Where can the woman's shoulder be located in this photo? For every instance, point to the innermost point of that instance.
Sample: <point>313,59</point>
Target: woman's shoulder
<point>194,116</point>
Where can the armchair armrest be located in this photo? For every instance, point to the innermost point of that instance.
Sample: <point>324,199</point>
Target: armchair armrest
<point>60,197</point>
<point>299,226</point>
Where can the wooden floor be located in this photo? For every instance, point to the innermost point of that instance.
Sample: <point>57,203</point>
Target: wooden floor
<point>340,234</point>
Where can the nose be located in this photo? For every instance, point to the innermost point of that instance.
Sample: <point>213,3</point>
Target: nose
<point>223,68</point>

» **Challenge**
Can you write out all of the material above again, requests included, and rescale every point coordinate in the answers by multiplying it by 0.65 and rounding to the nearest whole number, with halves rounded up? Leave the numbers in the requests and their samples unchanged.

» **Task result**
Where can the woman's shoulder be located in this photo? For every instance, point to the innermost point of that instance.
Sample: <point>313,59</point>
Target: woman's shoulder
<point>126,75</point>
Where can the armchair armrest be located in this photo? For every instance, point to the innermost point of that instance.
Sample: <point>324,199</point>
Target: armchair armrest
<point>39,128</point>
<point>194,147</point>
Where can the wooden floor be located in this photo? For every instance, point to the innermost point of that instance.
Sample: <point>57,203</point>
Target: wooden floor
<point>221,152</point>
Where can the nose be located in this photo? For every instance, point to the innermost point of that instance.
Sample: <point>213,3</point>
Target: nose
<point>145,44</point>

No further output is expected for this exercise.